> [Exercise task]:
Return only this: the line with "Target: old postcard" and all the lines that follow it below, through the final one, exactly as they are.

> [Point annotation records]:
════════

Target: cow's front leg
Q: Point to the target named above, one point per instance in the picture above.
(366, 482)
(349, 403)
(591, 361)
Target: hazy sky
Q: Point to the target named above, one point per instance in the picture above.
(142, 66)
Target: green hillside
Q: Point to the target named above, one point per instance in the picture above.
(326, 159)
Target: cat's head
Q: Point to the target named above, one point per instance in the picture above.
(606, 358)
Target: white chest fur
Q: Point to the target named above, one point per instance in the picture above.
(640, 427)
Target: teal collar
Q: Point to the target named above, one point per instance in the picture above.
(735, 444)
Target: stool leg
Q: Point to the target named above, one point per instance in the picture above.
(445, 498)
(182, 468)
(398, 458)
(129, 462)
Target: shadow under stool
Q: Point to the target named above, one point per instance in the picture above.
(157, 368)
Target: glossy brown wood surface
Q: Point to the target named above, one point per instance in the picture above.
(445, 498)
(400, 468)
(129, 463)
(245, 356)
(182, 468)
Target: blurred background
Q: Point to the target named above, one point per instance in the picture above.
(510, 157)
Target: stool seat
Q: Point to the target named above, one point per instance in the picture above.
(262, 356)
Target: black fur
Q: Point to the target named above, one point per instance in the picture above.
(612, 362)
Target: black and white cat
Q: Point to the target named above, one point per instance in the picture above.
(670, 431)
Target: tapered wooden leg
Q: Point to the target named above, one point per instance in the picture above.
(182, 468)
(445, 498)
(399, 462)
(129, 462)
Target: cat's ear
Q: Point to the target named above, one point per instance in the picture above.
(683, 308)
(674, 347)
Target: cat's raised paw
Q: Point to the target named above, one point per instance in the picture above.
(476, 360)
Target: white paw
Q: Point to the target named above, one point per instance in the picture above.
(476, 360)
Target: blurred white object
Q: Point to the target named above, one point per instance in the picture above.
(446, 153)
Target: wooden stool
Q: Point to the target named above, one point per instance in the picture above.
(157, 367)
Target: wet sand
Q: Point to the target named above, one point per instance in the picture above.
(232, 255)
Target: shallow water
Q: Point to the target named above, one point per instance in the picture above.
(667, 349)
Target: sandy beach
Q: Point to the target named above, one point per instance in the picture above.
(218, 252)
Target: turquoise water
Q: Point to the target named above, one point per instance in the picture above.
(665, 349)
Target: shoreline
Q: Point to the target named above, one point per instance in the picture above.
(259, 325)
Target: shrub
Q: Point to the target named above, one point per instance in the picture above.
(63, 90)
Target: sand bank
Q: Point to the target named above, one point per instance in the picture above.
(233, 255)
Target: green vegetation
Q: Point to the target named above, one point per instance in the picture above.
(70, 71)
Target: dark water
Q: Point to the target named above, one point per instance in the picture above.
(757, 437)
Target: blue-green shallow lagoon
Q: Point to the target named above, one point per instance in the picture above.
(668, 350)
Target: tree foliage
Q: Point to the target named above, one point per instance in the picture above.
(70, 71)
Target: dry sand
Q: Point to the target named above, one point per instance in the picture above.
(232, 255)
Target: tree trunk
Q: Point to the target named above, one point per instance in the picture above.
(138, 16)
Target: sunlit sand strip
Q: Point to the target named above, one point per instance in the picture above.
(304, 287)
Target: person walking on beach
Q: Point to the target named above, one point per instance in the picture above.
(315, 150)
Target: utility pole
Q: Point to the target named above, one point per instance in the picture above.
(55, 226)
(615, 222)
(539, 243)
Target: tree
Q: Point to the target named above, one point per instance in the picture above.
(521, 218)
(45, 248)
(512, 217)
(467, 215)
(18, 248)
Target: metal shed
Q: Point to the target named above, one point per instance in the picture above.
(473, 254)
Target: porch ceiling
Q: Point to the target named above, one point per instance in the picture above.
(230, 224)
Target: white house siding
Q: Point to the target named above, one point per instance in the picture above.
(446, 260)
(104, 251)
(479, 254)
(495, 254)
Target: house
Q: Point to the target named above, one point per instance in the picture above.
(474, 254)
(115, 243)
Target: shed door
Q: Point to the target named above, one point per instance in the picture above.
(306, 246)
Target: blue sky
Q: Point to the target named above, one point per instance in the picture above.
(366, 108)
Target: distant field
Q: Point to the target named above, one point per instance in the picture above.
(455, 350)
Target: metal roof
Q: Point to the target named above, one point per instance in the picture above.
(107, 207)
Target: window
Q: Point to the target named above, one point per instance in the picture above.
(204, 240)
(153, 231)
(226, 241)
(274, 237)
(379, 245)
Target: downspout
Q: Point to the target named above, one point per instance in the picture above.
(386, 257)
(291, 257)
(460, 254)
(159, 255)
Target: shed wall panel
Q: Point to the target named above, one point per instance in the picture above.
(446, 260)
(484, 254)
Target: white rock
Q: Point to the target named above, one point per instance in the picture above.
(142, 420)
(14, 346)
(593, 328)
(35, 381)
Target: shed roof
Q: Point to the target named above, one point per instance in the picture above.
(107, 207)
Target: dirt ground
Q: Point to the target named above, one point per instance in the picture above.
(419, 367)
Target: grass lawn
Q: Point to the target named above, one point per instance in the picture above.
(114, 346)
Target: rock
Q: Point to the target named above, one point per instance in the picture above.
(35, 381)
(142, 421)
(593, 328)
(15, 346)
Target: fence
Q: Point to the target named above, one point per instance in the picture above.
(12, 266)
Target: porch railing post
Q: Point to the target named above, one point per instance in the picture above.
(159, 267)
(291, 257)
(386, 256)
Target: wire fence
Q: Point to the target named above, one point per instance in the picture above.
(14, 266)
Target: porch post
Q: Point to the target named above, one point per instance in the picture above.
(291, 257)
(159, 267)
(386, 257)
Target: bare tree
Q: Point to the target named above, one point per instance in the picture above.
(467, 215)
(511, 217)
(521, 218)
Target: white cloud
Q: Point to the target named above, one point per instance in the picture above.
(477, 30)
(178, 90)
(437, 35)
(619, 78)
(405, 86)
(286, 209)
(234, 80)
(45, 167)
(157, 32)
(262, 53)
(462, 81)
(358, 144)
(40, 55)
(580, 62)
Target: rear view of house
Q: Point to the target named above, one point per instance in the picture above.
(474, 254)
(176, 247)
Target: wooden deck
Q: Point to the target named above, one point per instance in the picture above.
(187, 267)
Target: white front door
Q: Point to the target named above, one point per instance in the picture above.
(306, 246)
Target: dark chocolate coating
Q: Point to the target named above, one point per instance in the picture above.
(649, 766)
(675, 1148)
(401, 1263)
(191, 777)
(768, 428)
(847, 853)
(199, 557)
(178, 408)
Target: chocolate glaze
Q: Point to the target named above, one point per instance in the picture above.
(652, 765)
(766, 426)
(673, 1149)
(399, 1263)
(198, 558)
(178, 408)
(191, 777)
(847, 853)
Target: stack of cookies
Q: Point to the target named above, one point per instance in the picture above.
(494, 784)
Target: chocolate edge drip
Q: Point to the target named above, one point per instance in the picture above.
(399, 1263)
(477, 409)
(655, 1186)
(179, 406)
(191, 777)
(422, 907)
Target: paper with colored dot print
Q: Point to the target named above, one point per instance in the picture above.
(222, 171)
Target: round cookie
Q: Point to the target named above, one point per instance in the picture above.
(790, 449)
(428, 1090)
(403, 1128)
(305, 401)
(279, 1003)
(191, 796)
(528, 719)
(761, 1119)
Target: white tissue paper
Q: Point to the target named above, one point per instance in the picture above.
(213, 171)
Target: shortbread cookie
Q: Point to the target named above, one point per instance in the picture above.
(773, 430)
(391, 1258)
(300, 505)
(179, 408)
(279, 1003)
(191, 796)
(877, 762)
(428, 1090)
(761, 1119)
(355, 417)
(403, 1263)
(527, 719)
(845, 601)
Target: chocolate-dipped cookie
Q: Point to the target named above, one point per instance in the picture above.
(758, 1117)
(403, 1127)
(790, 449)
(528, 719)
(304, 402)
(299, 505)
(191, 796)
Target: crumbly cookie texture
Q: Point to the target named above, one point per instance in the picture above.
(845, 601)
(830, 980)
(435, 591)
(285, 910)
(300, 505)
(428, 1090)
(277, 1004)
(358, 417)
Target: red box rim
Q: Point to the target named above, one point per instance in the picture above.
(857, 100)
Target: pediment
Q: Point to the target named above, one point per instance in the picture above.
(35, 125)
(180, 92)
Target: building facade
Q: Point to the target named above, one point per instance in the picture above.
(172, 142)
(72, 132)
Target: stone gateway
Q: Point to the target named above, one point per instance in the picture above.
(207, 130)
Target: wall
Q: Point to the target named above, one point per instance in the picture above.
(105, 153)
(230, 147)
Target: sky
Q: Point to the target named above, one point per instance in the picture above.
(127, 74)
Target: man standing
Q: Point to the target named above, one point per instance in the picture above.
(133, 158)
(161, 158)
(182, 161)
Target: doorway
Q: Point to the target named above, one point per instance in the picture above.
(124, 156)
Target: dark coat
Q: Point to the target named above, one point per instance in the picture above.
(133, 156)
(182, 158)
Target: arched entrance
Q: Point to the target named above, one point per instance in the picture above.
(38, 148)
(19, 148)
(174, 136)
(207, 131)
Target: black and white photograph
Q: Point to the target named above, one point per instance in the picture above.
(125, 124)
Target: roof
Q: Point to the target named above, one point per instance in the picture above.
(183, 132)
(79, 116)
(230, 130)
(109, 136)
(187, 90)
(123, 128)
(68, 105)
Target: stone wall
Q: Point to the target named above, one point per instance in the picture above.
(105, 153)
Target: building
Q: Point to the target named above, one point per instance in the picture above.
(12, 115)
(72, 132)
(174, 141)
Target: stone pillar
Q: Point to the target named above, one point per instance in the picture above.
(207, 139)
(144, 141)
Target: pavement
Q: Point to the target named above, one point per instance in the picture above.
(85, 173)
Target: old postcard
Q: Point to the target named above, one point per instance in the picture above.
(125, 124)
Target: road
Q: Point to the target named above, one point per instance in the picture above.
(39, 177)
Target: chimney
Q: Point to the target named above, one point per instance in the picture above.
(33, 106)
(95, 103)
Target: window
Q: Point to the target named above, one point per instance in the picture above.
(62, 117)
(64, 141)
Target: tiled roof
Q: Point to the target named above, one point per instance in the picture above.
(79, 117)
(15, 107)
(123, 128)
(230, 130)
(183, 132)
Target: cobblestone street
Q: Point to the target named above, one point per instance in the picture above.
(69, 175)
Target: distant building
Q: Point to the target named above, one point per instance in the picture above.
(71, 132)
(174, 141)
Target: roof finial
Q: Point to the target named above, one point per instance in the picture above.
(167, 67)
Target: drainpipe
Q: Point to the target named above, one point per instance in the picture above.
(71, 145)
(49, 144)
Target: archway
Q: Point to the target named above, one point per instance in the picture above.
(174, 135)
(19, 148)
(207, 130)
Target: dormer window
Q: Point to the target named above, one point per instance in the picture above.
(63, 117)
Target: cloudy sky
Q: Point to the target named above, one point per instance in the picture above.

════════

> [Correct answer]:
Target: old postcard
Q: Point to the target named above, one point per instance in the picture above.
(125, 124)
Target: road
Q: Point to the target named above, one point per instance in the picture above.
(39, 177)
Target: chimney
Q: Point to the target named above, one point per instance in the picture above.
(33, 106)
(95, 103)
Target: window
Q: Point to the target named above, one point per instance in the picture above.
(62, 117)
(64, 141)
Target: tiled roof
Q: Point to the target named above, one point per instance in the picture above.
(79, 117)
(15, 107)
(123, 128)
(230, 130)
(183, 132)
Target: cobblestone street
Q: Point to the target named above, one point per instance in the picture above.
(69, 175)
Target: distant building
Q: Point to the target named above, one point per instance in the picture above.
(71, 132)
(174, 141)
Target: roof finial
Q: Point to the target named above, one point per instance in the picture above.
(167, 67)
Target: drainpipe
Q: Point to the target named above, one point per instance in the picture above.
(71, 145)
(49, 144)
Target: archway
Q: Point to the target named above, one point per instance in the picture above.
(174, 135)
(19, 148)
(207, 130)
Target: dormer window
Q: Point to the target named above, one point per instance in the picture above.
(63, 117)
Target: cloudy sky
Q: Point to the target named above, one point per instance in the picture above.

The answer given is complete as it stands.